• GIVEN REQUEST: Please rewrite every line of the listing below, its request included, multiplying each point coordinate by 0.6 and rounding to the nearest whole number, with halves going up. Leave the picture out of your answer.

• GIVEN INFORMATION:
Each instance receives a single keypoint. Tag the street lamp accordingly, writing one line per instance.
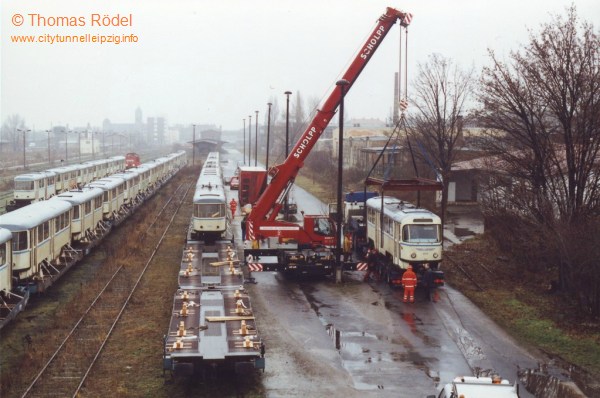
(249, 139)
(287, 134)
(268, 134)
(194, 145)
(256, 140)
(49, 159)
(244, 141)
(79, 143)
(24, 139)
(342, 84)
(67, 146)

• PROBLEM SOLUTION:
Each instance receives a single keypoint. Tag the street lamp accordingly, writing one line per instance.
(149, 83)
(172, 80)
(161, 80)
(116, 87)
(154, 84)
(29, 95)
(146, 85)
(47, 86)
(14, 83)
(205, 50)
(40, 88)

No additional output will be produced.